En termes plus comptable ou financier, "amortir" un bien signifie que l'on constate dans les comptes de l'entreprise la dégradation dans le temps de la valeur d'une immobilisation inscrite au bilan. En clair, il s'agit d'une charge "fictive" qui vient réduire le résultat comptable et/ou fiscal du montant correspondant à la perte de valeur estimée, dans le but de "mettre de côté" chaque année en vue de pouvoir racheter un autre bien similaire une fois celui-ci usé, obsolète, ou vétuste.

Intéressons-nous ici plus spécifiquement au cas d'un immeuble : maison individuelle, immeuble d'habitation ou de bureaux, local professionnel, … Sans trop rentrer dans les détails (même si le diable s'y cache souvent), la question de la ventilation du prix d'un bien immobilier entre terrain et construction peut être un sujet d'importance, suivant la nature du bien, notamment dans les grandes villes où le prix du terrain au m2 est le plus souvent élevé. Et ce dans la mesure où seule la fraction du prix de l'immeuble comptabilisée en construction sera amortissable.

En effet, pour mémoire, tous les biens ne sont pas censés se déprécier avec le temps. Et le terrain fait partie des heureux élus, avec par exemple le fonds de commerce, pour lesquels "amortir" est interdit sur les plans comptable et fiscal.

Outre les amortissements exceptionnels, dont seuls certains investissements peuvent bénéficier[1], il existe principalement deux types d'amortissements, variables selon la nature des biens acquis :

  • L'amortissement linéaire : la "charge fictive" déductible du résultat se traduit alors par une annuité, constante chaque année, sauf pour la première et la dernière année où un calcul se fait au prorata temporis. L'amortissement linéaire est applicable à tous les biens amortissables. La durée globale d'amortissement va varier suivant le type et l'usage de l'immeuble (habitation individuelle ou collective, bâtiments industriels, etc);
  • et le dégressif : l'annuité de cet amortissement n'est pas constante. Elle s'obtient à l'aide du taux d'amortissement linéaire auquel on applique un coefficient. Ce dernier dépend de la durée normale d'utilisation du bien (sur un plan fiscal, et non comptablement). Ce système de "dépréciation fictive" est réservé aux biens d'équipement, exception faite des immeubles d'habitation, des chantiers et des locaux utilisés pour l'exercice de la profession. L'amortissement des murs et du mobilier d'hôtels bénéficient également de ce régime. Ce dernier n'est pas appliqué de façon systématique. Les entreprises concernées, à savoir les entreprises industrielles et commerciales aux régimes réel ou simplifié, doivent en faire la demande pour en bénéficier.

____

ÉNONCÉ ÉCRIT:
Recopiez à l'identique le passage du texte sur l'amortissement, de « Intéressons-nous ici plus » à « construction sera amortissable. ».

EXTRAIT SOURCE:
____

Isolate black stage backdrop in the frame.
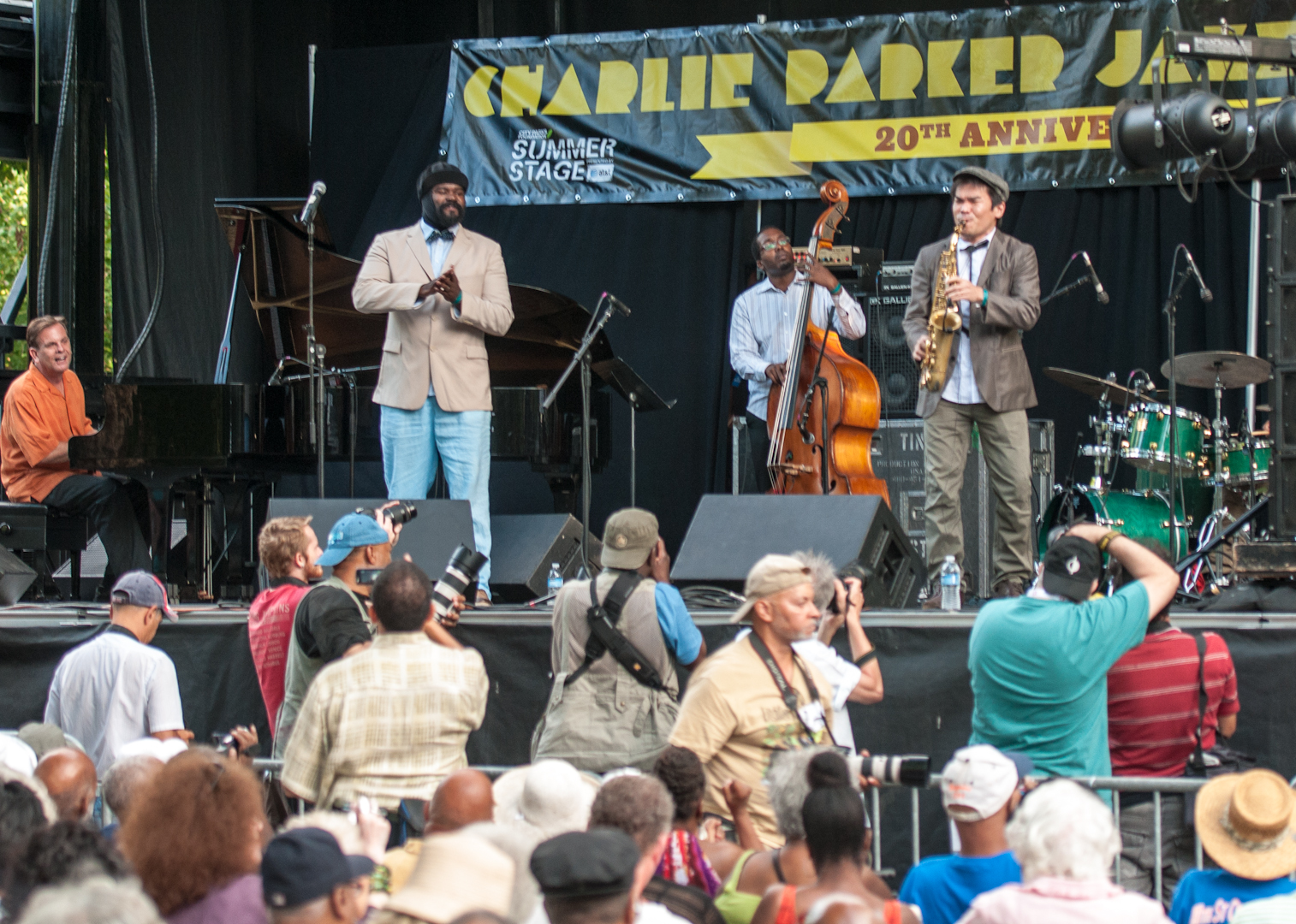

____

RÉSULTAT OBTENU:
Intéressons-nous ici plus spécifiquement au cas d'un immeuble : maison individuelle, immeuble d'habitation ou de bureaux, local professionnel, … Sans trop rentrer dans les détails (même si le diable s'y cache souvent), la question de la ventilation du prix d'un bien immobilier entre terrain et construction peut être un sujet d'importance, suivant la nature du bien, notamment dans les grandes villes où le prix du terrain au m2 est le plus souvent élevé. Et ce dans la mesure où seule la fraction du prix de l'immeuble comptabilisée en construction sera amortissable.